Recently, a bit panicked at being behind from having houseguests, Davies settled onto her basement couch, occasionally with a cat crawling over her, and cranked out 8,000 words.

Jennifer Callow, a former Rolling Hills staffer who helped found the Writer's Bloc workshop series at the library, finds Davies' dedication admirable. The writer did what was suggested in project materials, and what was necessary, to meet the word threshold.

"The idea for the month of November is, turn off your internal editor," Callow said. "Don't be afraid. Just get those thoughts down."

Davies based the book, a work of historical fiction set during the American Revolution, on an ancestor. A member of the Daughters of the American Revolution, she has been active in genealogy and used her distant kin, with changed names, as characters.

"I had done enough research that they were already kind of alive for me," the writer said. "They were in my head already."

Getting the relationships of the characters down and developing dialogue among them occupied much of her time. Her next work will be fleshing out the details of their everyday lives -- what they ate, what they wore, the routines of 18th-century life in Massachusetts.

* _SUPPLIED ENTRIES_
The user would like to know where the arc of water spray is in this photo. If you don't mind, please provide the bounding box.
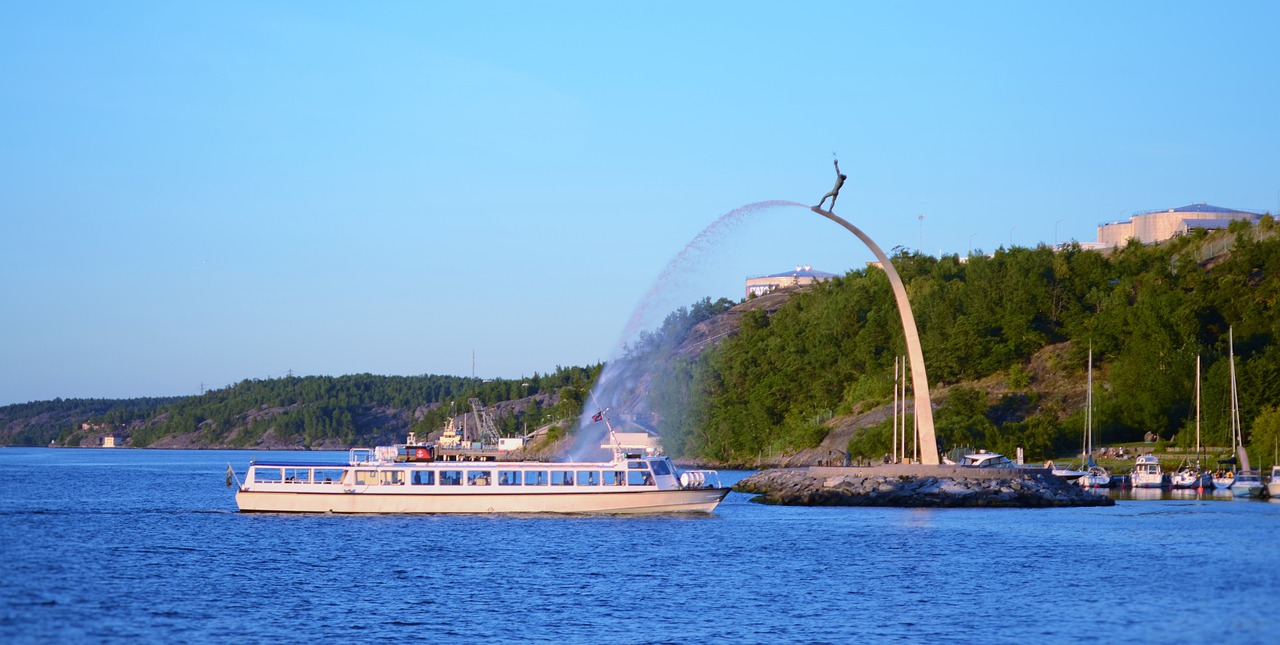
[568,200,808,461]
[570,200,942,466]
==
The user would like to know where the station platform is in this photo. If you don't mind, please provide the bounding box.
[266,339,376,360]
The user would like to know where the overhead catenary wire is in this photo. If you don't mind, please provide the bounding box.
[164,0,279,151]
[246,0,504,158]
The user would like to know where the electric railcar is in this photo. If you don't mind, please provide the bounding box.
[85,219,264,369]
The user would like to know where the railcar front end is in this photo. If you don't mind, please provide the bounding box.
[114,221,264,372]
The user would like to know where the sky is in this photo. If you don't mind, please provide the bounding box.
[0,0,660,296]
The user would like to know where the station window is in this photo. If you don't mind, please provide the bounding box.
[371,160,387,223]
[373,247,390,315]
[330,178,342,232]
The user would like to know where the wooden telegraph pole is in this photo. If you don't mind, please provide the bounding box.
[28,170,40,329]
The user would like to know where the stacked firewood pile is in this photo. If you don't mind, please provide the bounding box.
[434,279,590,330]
==
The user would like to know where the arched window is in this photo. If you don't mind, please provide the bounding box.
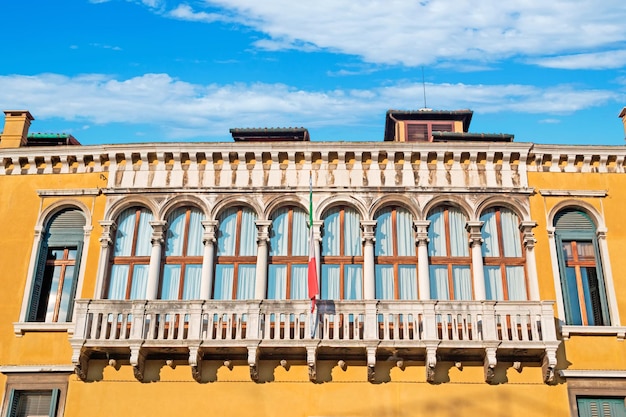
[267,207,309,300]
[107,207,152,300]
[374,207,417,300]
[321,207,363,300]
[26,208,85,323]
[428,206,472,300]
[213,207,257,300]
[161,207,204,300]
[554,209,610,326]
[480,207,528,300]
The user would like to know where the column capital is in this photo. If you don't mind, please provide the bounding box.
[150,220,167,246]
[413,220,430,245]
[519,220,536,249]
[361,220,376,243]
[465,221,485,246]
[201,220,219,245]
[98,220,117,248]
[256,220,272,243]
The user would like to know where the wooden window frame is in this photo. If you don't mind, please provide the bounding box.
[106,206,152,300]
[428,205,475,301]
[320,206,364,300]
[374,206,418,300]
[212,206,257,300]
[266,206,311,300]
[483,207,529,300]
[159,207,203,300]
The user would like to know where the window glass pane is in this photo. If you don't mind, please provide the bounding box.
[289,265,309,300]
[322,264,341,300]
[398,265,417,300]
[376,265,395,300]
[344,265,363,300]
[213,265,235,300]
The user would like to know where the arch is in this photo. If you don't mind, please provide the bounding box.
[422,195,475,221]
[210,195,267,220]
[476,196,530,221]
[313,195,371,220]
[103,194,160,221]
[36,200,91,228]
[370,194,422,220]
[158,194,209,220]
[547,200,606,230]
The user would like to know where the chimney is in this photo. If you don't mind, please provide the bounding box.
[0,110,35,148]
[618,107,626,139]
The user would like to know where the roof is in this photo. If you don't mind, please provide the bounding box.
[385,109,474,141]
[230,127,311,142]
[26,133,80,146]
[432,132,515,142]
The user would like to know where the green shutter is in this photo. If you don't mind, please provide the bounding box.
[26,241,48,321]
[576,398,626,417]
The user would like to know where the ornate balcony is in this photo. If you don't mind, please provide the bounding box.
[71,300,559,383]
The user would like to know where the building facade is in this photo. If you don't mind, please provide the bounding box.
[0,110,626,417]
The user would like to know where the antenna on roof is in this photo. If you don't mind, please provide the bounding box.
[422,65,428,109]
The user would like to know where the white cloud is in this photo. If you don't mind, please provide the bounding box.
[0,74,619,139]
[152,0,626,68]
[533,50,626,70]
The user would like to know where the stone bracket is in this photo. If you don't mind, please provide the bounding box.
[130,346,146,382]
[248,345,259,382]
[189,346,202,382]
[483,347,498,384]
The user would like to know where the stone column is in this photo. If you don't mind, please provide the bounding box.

* _WHAT THE TASK REQUIRES_
Carry on the article about Davies writing her American Revolution novel, picking up after its final sentence.

* _THE OUTPUT_
During November, the Texas native denied herself any leisure reading that did not involve the period of the Revolution.

In the coming months, she will participate in the Writers Club editing circles and attend other library workshops, hoping to get feedback on the words she produced. Callow believes having peers around can hasten discipline and help refine the work.

"Holding themselves accountable to us as a group has been a big motivator," Callow said.

Amanda Davies understands that the work ahead may be less frenetic but no less painstaking. There are paragraphs to massage, dialogue to punch up and structure to recalculate. She expects to grimace at some of her sentences and perhaps marvel that she got other things just right.

What she knows for a fact, though, is that 50,000 of her words have been put into place, ready to be built upon.